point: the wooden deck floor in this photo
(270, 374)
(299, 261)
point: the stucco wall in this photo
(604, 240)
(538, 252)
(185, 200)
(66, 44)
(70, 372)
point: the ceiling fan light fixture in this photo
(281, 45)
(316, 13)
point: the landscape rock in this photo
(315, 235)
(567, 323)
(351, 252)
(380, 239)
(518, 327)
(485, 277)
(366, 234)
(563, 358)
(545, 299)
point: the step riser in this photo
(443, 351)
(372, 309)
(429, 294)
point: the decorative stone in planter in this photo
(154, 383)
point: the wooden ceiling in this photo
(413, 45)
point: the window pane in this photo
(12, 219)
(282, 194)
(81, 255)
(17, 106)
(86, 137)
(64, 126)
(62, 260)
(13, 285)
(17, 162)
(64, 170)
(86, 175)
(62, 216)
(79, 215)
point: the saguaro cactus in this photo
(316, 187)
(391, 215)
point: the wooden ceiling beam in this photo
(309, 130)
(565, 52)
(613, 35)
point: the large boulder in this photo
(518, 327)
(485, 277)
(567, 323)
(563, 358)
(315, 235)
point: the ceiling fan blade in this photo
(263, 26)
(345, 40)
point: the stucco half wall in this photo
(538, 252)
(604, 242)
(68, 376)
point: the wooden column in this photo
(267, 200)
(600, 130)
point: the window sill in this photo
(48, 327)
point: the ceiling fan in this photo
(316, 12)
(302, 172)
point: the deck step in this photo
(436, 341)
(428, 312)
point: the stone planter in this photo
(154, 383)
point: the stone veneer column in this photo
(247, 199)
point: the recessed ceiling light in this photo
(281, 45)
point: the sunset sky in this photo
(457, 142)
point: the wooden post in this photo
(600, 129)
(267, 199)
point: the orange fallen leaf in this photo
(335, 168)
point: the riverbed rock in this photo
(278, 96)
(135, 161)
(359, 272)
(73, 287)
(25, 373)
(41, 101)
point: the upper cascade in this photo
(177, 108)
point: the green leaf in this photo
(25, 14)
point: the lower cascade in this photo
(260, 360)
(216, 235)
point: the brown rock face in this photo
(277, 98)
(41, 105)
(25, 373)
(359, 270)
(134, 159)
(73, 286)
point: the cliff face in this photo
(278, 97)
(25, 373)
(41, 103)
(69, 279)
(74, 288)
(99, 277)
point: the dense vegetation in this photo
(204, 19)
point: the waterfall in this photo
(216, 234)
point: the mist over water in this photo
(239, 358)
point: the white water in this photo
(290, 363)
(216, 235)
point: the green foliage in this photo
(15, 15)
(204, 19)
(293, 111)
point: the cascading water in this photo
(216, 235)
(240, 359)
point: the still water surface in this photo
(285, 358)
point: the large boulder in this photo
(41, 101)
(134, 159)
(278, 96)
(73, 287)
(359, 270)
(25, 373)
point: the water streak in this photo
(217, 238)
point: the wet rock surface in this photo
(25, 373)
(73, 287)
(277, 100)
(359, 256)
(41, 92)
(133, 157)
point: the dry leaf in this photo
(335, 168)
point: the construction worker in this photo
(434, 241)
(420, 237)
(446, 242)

━━━━━━━━━━━━━━━━━━━━

*Work required:* Give as a numbered list, without blank lines, the part of the lines that opens with the line containing "point: the wet rock surface in this photo" and runs through the end of the lines.

*Answer to the task:*
1. point: the wet rock surface in this photo
2. (25, 373)
3. (73, 287)
4. (277, 100)
5. (359, 256)
6. (41, 92)
7. (133, 157)
8. point: the dry leaf in this photo
9. (335, 168)
10. point: the construction worker in this photo
11. (434, 241)
12. (420, 237)
13. (446, 242)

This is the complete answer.